JOB = Copy the records below word for word, omitting the pictures.
** begin MATERIAL FOR THIS EXERCISE **
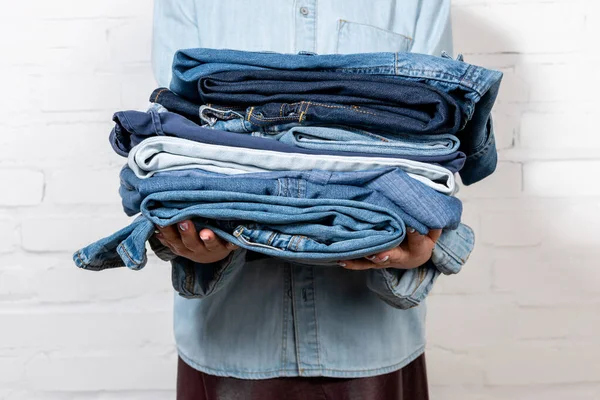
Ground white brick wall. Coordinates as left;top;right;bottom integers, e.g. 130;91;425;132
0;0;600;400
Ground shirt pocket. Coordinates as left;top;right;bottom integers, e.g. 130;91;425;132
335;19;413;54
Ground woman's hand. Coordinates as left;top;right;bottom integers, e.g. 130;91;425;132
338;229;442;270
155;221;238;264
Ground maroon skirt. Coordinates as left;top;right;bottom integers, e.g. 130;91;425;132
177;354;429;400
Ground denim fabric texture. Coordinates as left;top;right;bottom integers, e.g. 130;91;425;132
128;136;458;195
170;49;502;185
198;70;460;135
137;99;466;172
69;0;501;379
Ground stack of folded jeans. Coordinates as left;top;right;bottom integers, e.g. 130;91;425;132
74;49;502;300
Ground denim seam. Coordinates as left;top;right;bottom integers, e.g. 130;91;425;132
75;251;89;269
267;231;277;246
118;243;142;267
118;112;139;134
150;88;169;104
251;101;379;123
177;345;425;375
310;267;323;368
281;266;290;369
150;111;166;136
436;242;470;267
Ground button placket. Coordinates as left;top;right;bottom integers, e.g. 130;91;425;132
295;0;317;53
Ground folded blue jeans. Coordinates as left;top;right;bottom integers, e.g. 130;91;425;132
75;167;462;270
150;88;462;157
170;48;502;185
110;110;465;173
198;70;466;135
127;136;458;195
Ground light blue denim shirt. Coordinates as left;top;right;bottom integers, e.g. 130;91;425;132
** end MATERIAL FOR THIS EXERCISE **
WORKED SOLUTION =
Ground white brick wall. Coordinates as left;top;right;bottom integers, e.g. 130;91;425;132
0;0;600;400
Ground shirt pocket. Coordinates as left;top;right;bottom integers, e.g. 130;91;425;132
335;19;413;54
Ground woman's hand. Coordinates as left;top;right;bottom integers, e.g. 130;91;425;132
338;229;442;270
155;221;238;264
Ground maroon skirt. Coordinates as left;top;right;bottom integers, e.g. 130;91;425;132
177;354;429;400
Ground denim fabric texture. Coordinates as left;top;right;bottom integers, e.g. 130;91;425;132
128;136;458;195
170;49;502;185
198;70;460;135
137;99;466;172
69;0;501;379
Ground stack of folded jeans. Coordinates as left;top;right;bottom integers, e.g. 130;91;425;132
74;49;502;300
Ground denim seam. Coordinates as left;top;right;bottom integers, e.g. 130;91;425;132
75;251;89;269
267;231;277;246
118;243;142;267
118;112;139;134
150;88;169;104
251;101;379;123
177;345;425;375
310;267;323;368
281;266;290;369
150;111;166;136
436;242;470;267
Ground button placket. Coordinates as left;top;right;bottom integers, e.g. 130;91;425;132
295;0;317;53
Ground folded blue jeans. Coordinates as left;top;right;bottom integers, e.g. 130;91;425;132
75;167;462;270
150;88;462;157
170;48;502;185
110;110;465;173
198;70;466;135
127;136;458;195
Ground light blue denim shirt. Coordinates as left;top;right;bottom integers, e.g. 130;91;425;132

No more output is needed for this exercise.